§ Raw records
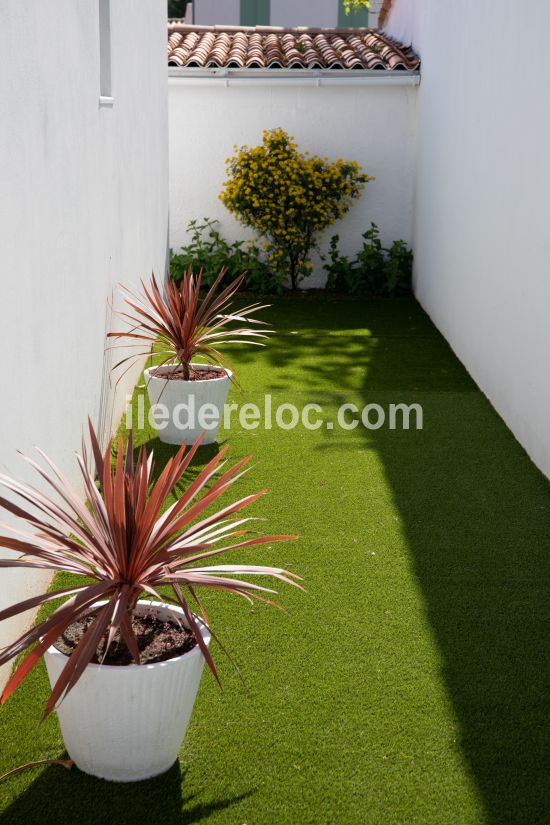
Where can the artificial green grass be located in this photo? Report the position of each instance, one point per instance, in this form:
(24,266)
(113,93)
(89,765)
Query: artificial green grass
(412,683)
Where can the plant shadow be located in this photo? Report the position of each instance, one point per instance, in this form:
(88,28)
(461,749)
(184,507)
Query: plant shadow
(58,795)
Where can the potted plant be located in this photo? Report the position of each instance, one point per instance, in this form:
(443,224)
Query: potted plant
(180,326)
(125,671)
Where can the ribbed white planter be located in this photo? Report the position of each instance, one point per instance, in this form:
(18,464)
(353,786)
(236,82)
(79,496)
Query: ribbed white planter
(127,723)
(184,400)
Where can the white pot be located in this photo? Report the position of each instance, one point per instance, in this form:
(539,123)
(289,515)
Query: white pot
(183,404)
(127,722)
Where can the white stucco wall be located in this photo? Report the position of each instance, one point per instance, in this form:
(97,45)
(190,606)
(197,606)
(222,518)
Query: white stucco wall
(287,13)
(83,205)
(373,124)
(482,207)
(216,12)
(283,12)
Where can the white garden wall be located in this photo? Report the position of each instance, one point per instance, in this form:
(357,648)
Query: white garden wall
(83,205)
(369,120)
(482,206)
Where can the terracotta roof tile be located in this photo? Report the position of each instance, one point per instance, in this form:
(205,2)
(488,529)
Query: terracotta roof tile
(233,47)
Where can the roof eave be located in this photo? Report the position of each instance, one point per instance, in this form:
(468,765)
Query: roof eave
(309,77)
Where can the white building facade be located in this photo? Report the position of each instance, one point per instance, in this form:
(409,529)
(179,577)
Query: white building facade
(285,13)
(481,240)
(83,206)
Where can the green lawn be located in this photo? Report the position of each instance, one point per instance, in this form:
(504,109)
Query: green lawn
(411,684)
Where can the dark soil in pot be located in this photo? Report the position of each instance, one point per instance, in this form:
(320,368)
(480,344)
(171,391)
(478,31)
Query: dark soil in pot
(194,375)
(158,640)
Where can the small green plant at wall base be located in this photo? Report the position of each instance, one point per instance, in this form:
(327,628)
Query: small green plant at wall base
(355,5)
(289,198)
(209,251)
(375,270)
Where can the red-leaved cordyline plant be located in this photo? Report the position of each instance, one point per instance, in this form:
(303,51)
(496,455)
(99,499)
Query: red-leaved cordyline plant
(124,542)
(180,325)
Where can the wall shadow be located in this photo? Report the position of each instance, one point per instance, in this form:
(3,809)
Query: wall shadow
(476,514)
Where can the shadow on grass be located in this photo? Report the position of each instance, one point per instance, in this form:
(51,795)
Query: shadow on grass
(58,795)
(476,513)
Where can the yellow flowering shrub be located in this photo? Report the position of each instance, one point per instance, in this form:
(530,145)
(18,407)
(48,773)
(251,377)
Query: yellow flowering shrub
(289,198)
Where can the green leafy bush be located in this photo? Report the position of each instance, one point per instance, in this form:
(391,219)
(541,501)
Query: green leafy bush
(209,251)
(375,270)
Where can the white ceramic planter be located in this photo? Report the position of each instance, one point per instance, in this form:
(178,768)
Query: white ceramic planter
(191,407)
(127,723)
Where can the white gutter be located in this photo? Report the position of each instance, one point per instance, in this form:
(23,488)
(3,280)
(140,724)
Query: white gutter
(291,77)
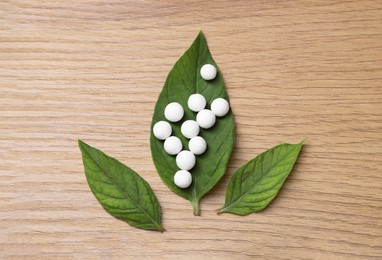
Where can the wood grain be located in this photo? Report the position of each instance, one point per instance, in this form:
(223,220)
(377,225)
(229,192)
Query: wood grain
(93,69)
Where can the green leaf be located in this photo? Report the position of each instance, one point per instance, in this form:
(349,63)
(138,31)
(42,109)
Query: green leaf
(120,190)
(255,184)
(184,80)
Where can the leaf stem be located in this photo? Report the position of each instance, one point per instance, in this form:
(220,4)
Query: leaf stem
(220,211)
(196,207)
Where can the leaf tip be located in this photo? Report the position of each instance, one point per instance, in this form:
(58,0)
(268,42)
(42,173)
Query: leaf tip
(303,140)
(161,229)
(219,211)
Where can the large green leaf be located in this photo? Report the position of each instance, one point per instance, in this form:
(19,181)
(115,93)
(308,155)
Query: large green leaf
(255,184)
(184,80)
(120,190)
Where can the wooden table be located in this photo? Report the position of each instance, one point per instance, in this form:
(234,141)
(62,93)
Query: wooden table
(93,70)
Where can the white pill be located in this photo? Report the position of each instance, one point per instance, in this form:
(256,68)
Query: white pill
(190,129)
(208,72)
(206,118)
(196,102)
(173,145)
(220,107)
(197,145)
(173,112)
(185,160)
(182,179)
(162,130)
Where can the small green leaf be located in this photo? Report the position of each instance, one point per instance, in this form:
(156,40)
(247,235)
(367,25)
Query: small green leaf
(255,184)
(182,81)
(120,190)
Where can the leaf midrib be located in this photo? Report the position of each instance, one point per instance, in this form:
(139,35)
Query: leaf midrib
(116,185)
(246,193)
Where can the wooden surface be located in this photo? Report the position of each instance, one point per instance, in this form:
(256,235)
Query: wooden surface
(93,70)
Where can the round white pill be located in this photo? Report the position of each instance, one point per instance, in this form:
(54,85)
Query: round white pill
(173,145)
(162,130)
(220,107)
(185,160)
(208,72)
(173,112)
(182,179)
(190,129)
(197,145)
(196,102)
(206,118)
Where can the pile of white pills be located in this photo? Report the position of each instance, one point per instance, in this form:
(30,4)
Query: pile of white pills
(205,118)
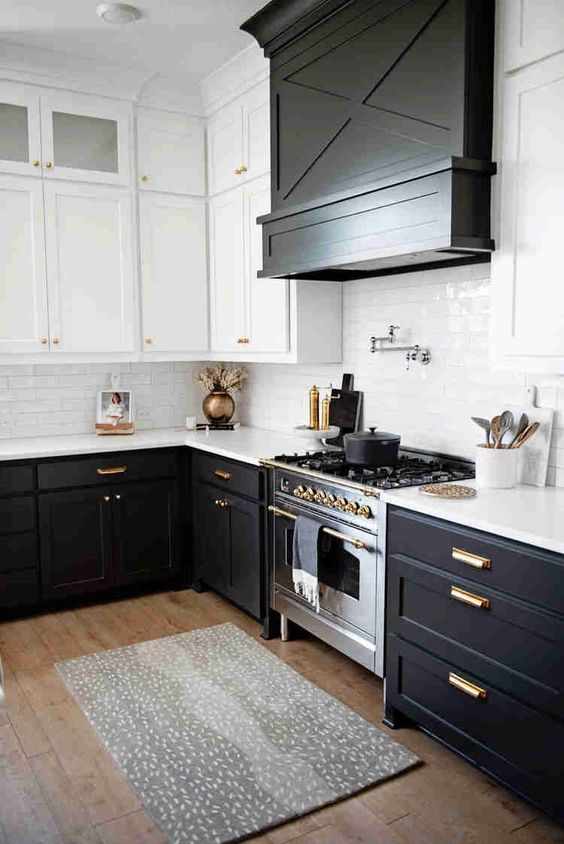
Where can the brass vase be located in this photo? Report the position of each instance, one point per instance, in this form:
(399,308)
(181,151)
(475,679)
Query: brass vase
(218,407)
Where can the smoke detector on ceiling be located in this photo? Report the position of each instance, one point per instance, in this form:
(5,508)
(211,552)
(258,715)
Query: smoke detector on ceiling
(118,13)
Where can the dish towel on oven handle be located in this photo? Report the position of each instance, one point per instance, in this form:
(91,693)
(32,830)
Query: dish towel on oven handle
(304,560)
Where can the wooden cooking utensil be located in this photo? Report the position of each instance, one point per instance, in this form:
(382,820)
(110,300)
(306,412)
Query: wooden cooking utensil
(526,435)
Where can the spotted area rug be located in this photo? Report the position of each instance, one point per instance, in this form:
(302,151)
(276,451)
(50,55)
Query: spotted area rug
(220,739)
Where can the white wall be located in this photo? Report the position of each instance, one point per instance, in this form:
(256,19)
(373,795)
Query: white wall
(57,399)
(430,406)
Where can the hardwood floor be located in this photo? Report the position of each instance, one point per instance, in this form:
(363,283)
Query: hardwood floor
(59,784)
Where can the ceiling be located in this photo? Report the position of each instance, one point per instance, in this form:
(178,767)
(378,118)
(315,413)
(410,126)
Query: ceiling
(193,37)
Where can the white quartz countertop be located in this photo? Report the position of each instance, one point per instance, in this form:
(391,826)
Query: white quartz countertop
(530,514)
(246,444)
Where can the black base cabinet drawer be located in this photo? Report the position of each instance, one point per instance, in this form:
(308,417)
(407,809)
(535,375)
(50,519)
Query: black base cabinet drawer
(517,647)
(19,588)
(511,740)
(525,572)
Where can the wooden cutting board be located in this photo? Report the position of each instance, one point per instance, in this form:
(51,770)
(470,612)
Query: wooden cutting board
(533,456)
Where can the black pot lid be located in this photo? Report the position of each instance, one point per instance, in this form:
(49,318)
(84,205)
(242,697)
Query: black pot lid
(372,435)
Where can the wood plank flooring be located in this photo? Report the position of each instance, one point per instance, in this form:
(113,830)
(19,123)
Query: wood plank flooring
(59,785)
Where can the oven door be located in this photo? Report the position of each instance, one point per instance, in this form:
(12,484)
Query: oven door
(346,567)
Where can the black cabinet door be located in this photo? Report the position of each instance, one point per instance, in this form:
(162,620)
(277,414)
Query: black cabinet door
(245,561)
(76,542)
(212,537)
(145,531)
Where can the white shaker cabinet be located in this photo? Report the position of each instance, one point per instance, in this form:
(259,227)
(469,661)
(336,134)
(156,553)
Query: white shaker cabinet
(171,152)
(20,137)
(85,138)
(24,327)
(174,282)
(528,314)
(91,280)
(238,140)
(533,30)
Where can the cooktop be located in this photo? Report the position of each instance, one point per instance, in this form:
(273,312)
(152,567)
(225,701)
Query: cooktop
(412,468)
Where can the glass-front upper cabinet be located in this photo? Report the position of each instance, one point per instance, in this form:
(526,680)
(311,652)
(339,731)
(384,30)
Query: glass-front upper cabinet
(20,139)
(85,138)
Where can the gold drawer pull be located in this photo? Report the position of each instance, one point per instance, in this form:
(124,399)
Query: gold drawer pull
(470,689)
(469,598)
(471,559)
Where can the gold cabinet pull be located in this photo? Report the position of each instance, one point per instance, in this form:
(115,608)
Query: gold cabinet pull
(337,534)
(470,689)
(471,559)
(469,598)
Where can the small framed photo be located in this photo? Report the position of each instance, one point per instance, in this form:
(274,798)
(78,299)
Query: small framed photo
(114,412)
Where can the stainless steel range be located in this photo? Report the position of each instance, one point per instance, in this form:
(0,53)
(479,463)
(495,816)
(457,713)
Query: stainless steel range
(351,552)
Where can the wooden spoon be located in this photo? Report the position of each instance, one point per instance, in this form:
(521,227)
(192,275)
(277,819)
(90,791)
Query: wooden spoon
(494,424)
(485,424)
(526,435)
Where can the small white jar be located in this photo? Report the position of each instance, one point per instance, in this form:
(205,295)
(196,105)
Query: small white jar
(496,468)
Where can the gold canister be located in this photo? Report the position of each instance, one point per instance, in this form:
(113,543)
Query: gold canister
(325,405)
(314,408)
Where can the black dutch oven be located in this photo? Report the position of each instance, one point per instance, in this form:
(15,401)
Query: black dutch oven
(371,448)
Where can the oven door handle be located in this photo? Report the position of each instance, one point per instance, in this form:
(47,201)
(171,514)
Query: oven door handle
(337,534)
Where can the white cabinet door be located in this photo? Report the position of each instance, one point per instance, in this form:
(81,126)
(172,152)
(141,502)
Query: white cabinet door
(225,148)
(268,299)
(23,295)
(20,137)
(171,154)
(528,314)
(256,131)
(85,138)
(90,275)
(227,272)
(533,30)
(174,273)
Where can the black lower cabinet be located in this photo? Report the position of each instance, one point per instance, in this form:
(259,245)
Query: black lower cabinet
(145,531)
(469,660)
(229,542)
(76,542)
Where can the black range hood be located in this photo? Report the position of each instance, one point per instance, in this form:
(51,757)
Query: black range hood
(381,132)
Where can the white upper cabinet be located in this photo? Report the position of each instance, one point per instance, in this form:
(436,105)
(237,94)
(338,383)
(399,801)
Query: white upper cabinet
(267,299)
(171,153)
(238,141)
(533,29)
(85,138)
(24,325)
(174,273)
(20,137)
(91,283)
(227,272)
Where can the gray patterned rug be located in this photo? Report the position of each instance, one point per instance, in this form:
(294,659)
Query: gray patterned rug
(220,739)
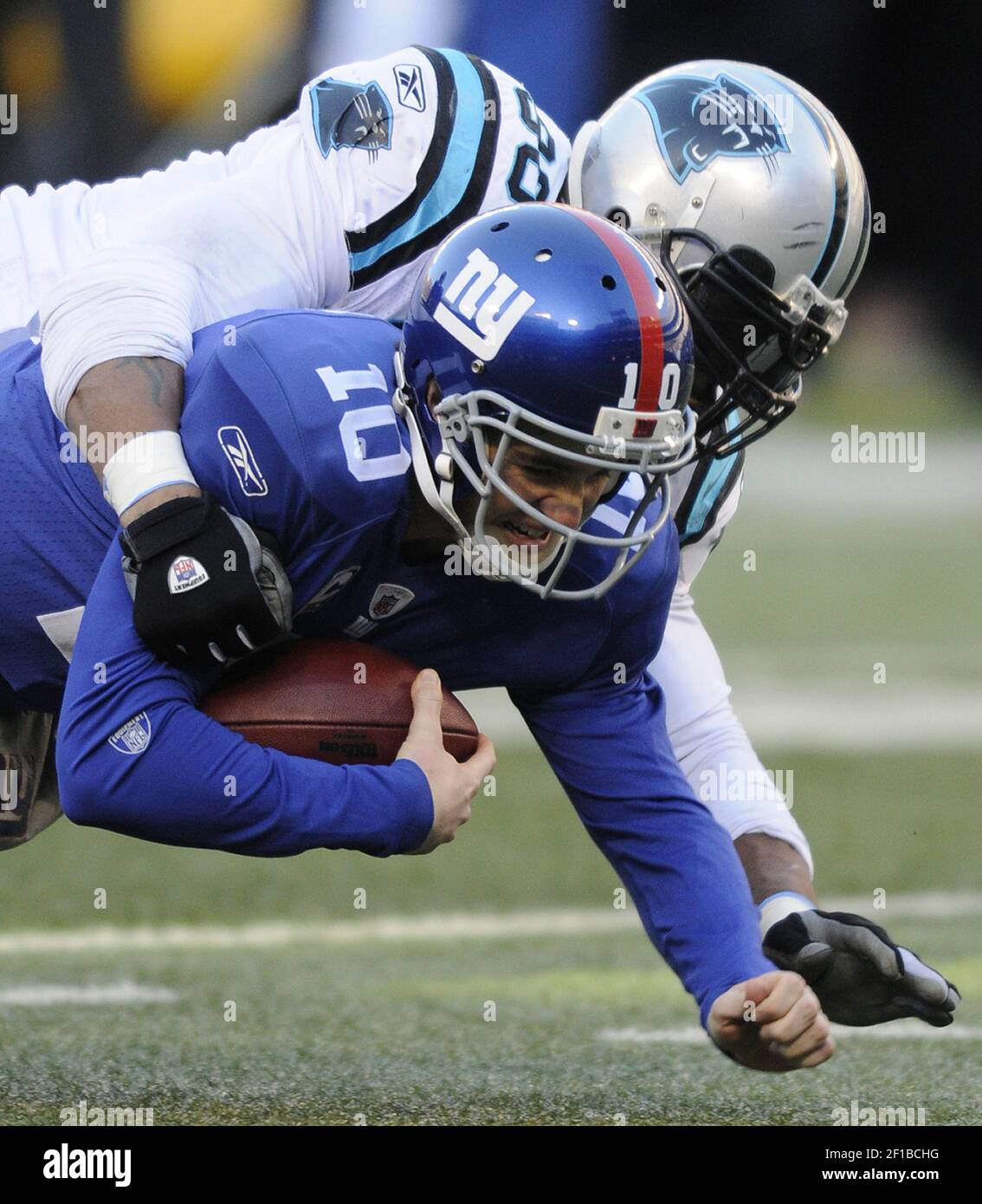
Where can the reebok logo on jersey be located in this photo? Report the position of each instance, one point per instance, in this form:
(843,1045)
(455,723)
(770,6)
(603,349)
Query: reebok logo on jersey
(410,88)
(185,573)
(337,583)
(243,462)
(478,278)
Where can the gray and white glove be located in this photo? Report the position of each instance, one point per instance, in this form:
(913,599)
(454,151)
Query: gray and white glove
(858,973)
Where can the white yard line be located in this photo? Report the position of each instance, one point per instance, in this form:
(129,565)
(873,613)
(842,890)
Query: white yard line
(39,994)
(453,926)
(840,715)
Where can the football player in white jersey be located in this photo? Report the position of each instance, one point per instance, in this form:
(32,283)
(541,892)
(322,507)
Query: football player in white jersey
(747,191)
(335,207)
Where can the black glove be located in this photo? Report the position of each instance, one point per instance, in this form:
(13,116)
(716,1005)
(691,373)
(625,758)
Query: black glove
(858,973)
(206,586)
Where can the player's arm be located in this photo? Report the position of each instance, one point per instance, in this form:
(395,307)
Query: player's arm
(117,336)
(138,758)
(608,747)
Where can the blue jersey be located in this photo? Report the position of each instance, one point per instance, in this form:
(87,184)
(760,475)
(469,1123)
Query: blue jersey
(287,422)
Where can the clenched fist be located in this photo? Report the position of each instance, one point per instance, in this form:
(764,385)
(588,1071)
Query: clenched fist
(772,1022)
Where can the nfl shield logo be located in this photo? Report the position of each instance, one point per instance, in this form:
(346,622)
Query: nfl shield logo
(185,573)
(388,599)
(133,735)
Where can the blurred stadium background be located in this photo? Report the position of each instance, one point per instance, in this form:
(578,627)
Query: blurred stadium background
(380,1010)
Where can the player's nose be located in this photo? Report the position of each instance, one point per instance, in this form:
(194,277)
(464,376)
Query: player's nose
(565,502)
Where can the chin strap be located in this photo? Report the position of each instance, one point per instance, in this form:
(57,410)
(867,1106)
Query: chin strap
(441,497)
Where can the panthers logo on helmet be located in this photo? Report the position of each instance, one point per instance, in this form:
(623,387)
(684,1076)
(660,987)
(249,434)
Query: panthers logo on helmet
(695,120)
(351,114)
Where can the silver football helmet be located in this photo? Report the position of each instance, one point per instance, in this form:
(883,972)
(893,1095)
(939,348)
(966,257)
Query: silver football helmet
(749,191)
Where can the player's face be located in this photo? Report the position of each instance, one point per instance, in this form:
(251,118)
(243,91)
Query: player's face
(564,491)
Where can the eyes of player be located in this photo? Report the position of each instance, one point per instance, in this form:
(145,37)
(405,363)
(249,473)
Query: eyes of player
(546,473)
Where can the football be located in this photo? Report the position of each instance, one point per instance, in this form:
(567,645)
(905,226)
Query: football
(333,700)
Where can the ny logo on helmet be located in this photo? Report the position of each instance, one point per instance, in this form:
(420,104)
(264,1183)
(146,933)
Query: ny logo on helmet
(494,324)
(695,120)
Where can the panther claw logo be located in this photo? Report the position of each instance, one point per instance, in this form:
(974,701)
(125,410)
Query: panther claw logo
(349,114)
(697,120)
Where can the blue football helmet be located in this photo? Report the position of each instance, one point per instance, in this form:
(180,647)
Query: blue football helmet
(546,325)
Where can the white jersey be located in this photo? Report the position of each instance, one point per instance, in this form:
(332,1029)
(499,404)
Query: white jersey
(336,206)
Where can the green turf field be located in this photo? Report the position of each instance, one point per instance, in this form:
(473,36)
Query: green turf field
(390,1025)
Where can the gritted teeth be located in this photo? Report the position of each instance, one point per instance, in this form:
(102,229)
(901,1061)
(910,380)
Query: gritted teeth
(528,531)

§ Exercise prompt
Restate word for word the lines from the one holding "Where can the player's face" to the end of the listing, both ends included, and nothing more.

§ Answer to the exercise
Where can the player's face be located in this photo? Report the position of each instance, one point per instance, in this form:
(251,118)
(243,91)
Query: player's face
(564,491)
Where can the eyes of player be located in this photo? Report the position of each instance, one point per instance, in this form:
(145,37)
(405,363)
(249,473)
Query: eyes of player
(546,473)
Where can the football be located in this photo? Report the position of each instance, one point per instance, in this form:
(567,645)
(905,226)
Query: football
(333,700)
Where can the ny logo on helmet be located in this photo? Report the position of each instance, one point per instance, in this form:
(420,104)
(264,1183)
(146,933)
Query: ny logo on helmet
(494,324)
(695,120)
Where can the panther claw logo be located in this photo? Report the position of each instance, one point per instance, in this form:
(974,701)
(125,410)
Query: panther claw logo
(349,114)
(697,120)
Where can the blue football helmet be located in this photo? Report the position of each instance, one point per instance, in this form:
(180,647)
Query: blue football helmet
(546,325)
Where can the white jersey be located in this photo? Report the position of each instance, one point per instance, in this form:
(332,1029)
(499,404)
Query: white jersey
(336,206)
Where can the green turf field be located in this photo? Report the position of each instance, one point per instance, in this form:
(473,36)
Query: green turf field
(390,1025)
Where can the gritted teeth be located in this photo? Report the position of each instance, one point per instance, in this form:
(102,229)
(901,1061)
(910,380)
Query: gritted teeth
(528,531)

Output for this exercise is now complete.